# What needs to be done:
This exercise calls for every line of the listing below that contains the word "wooden".

===== Data =====

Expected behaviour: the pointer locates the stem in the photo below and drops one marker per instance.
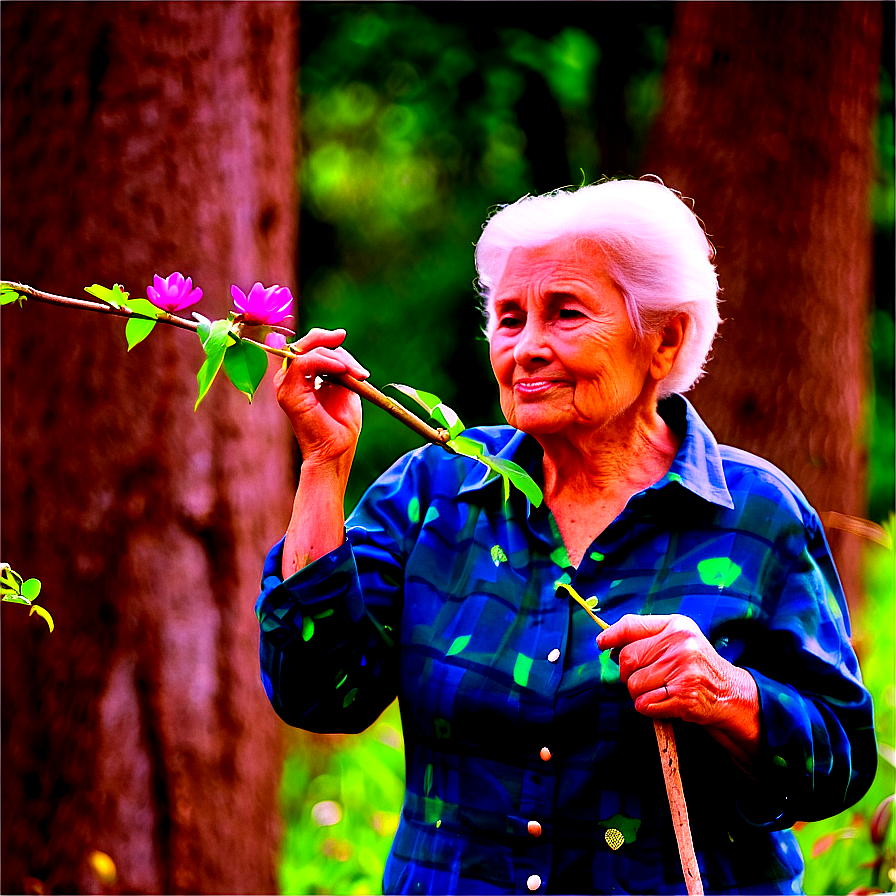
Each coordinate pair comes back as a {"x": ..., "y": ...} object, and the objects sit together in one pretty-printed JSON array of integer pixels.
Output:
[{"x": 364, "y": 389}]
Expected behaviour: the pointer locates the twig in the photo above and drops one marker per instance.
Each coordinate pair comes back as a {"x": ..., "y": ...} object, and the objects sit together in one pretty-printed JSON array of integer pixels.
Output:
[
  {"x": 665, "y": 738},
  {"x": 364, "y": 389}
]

=====
===== Data =====

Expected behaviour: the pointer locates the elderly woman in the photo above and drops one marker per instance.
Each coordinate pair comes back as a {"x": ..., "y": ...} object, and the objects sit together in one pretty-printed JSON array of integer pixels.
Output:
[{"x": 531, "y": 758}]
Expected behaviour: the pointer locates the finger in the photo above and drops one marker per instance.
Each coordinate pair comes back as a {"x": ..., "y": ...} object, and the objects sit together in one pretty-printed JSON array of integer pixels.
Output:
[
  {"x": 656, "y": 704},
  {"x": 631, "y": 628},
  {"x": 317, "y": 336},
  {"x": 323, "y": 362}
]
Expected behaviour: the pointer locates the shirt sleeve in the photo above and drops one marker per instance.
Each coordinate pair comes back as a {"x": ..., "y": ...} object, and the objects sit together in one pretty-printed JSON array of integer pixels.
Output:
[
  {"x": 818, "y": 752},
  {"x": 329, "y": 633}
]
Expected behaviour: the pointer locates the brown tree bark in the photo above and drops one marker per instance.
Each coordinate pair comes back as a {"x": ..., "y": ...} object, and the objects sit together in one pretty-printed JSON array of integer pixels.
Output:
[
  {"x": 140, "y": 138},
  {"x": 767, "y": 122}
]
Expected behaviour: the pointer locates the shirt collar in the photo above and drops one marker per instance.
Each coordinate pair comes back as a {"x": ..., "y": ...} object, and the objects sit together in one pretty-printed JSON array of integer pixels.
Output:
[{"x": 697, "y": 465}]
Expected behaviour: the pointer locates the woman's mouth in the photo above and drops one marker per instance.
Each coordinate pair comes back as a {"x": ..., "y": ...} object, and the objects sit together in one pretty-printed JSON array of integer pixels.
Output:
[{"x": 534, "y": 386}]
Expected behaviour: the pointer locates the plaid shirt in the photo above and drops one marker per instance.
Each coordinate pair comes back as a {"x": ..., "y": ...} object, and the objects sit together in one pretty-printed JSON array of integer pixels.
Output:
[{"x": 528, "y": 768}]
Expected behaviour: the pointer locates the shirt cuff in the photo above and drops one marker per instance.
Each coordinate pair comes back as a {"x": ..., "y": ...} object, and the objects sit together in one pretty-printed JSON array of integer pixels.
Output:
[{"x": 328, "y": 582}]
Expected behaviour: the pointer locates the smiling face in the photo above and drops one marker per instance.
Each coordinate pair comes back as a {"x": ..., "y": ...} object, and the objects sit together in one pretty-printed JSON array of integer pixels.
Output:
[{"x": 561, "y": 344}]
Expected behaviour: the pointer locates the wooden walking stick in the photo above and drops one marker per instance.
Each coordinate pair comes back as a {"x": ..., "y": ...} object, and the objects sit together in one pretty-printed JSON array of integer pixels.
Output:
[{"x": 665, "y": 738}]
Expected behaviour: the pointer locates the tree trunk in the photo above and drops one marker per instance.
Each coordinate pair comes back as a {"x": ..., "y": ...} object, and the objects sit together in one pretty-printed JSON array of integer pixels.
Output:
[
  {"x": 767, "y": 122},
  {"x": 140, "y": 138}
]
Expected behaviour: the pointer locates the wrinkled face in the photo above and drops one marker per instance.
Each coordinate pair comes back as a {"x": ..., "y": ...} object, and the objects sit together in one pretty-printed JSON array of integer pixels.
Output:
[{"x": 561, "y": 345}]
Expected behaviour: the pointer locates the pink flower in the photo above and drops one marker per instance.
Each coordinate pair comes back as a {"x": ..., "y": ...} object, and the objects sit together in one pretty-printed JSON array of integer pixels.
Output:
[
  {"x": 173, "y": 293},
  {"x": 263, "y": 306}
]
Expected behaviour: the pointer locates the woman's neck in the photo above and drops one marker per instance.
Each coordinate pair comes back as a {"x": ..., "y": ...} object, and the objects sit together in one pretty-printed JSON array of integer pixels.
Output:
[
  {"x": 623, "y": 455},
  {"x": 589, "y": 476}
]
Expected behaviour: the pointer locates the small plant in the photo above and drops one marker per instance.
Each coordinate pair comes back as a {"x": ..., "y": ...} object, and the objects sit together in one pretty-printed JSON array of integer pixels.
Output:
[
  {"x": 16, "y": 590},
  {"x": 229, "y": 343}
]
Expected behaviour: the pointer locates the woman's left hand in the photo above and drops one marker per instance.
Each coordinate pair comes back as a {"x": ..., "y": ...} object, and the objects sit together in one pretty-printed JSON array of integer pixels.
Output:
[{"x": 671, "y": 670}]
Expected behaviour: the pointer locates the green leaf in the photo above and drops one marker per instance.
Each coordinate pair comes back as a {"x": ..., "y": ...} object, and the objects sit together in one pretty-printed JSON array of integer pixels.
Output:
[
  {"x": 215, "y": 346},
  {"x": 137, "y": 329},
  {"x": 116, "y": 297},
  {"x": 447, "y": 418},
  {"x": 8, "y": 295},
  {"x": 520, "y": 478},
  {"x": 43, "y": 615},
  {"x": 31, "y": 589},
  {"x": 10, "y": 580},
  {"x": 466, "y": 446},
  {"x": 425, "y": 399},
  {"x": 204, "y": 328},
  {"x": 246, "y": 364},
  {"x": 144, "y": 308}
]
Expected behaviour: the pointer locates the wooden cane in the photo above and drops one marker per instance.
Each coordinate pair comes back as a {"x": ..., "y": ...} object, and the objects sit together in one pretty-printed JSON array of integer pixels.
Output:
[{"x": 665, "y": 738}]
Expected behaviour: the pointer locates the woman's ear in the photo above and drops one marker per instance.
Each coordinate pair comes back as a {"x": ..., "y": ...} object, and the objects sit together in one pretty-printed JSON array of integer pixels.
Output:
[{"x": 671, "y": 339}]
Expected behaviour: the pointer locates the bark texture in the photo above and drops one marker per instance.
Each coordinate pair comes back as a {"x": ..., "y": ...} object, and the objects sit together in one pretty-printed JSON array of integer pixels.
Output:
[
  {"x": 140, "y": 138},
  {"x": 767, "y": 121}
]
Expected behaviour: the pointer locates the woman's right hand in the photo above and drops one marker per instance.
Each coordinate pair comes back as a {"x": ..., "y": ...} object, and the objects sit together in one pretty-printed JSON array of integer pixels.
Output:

=====

# Problem solution:
Expected behaviour: the pointer locates the wooden walking stick in the photo above and drops one marker per instance.
Expected behaviour: the pointer locates the wooden cane in the photo above and drops one marker per instance.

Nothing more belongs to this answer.